>> begin Page
The Crimes of Gavin Elster

0121Is this the face of a killer?

In VERTIGO, shipping magnate Gavin Elster (Tom Helmore, who had played a minor functionary in SECRET AGENT), perhaps the only movie villain to be called Gavin, carries out a fiendish plan to murder his wife by throwing her from a church tower. In order to make it look like suicide, he has an impersonator (Kim Novak) play the part of his wife, and hires a detective (James Stewart) to follow her around, counting on the man’s fear of heights to prevent him from pursuing her to the top of the tower.

(Speaking to the BBC, screenwriter Samuel Taylor not only couldn’t summarise the story accurately himself, he was reduced to a fit of giggles just thinking of it.)

The plan is brilliant in its simplicity. Nothing left to chance. And it would have worked, too, if the detective had not fallen in love with the impersonator, then met her again after the scheme had been carried out, failed to recognise her as the same woman, but noted her resemblance and tried to make her over, before figuring it out and chasing her to her death up the same clock tower…

I wondered if this ingenious bit of homicide was Elster’s first offence. It seemed unlikely. Surely he must have honed his skills on other nefarious plots. I assigned Shadowplay’s own international man of mystery, Guy Van Stratton, to investigate Elster’s shady past and compile a confidential report detailing any other criminal conspiracies in which Elster had a hand…

1914. The young Elster makes his first foray into illegality, while still a mere schoolboy. Determined to pass a maths test, he hires an impersonator to take the place of the boy sitting next to him. As the teacher watches, another boy, bribed by Elster, copies the answers from the impersonator, who is actually a midget mathematician of celebrated intellect. While the teacher is apprehending the copycat, the impersonator throws himself from the window, into a waiting haywagon, which is whisked from view before anyone knows what has happened. Taking advantage of the confusion, Elster swaps his answers with those of the copycat.
>> end Page
**Given instruction:**
Reproduce the full post on the crimes of Gavin Elster verbatim, with no changes.
>> begin Entries shown
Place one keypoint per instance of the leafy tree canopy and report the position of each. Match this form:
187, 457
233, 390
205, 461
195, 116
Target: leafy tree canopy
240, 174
>> end Entries shown
**Response to this exercise:**
The Crimes of Gavin Elster

0121Is this the face of a killer?

In VERTIGO, shipping magnate Gavin Elster (Tom Helmore, who had played a minor functionary in SECRET AGENT), perhaps the only movie villain to be called Gavin, carries out a fiendish plan to murder his wife by throwing her from a church tower. In order to make it look like suicide, he has an impersonator (Kim Novak) play the part of his wife, and hires a detective (James Stewart) to follow her around, counting on the man’s fear of heights to prevent him from pursuing her to the top of the tower.

(Speaking to the BBC, screenwriter Samuel Taylor not only couldn’t summarise the story accurately himself, he was reduced to a fit of giggles just thinking of it.)

The plan is brilliant in its simplicity. Nothing left to chance. And it would have worked, too, if the detective had not fallen in love with the impersonator, then met her again after the scheme had been carried out, failed to recognise her as the same woman, but noted her resemblance and tried to make her over, before figuring it out and chasing her to her death up the same clock tower…

I wondered if this ingenious bit of homicide was Elster’s first offence. It seemed unlikely. Surely he must have honed his skills on other nefarious plots. I assigned Shadowplay’s own international man of mystery, Guy Van Stratton, to investigate Elster’s shady past and compile a confidential report detailing any other criminal conspiracies in which Elster had a hand…

1914. The young Elster makes his first foray into illegality, while still a mere schoolboy. Determined to pass a maths test, he hires an impersonator to take the place of the boy sitting next to him. As the teacher watches, another boy, bribed by Elster, copies the answers from the impersonator, who is actually a midget mathematician of celebrated intellect. While the teacher is apprehending the copycat, the impersonator throws himself from the window, into a waiting haywagon, which is whisked from view before anyone knows what has happened. Taking advantage of the confusion, Elster swaps his answers with those of the copycat.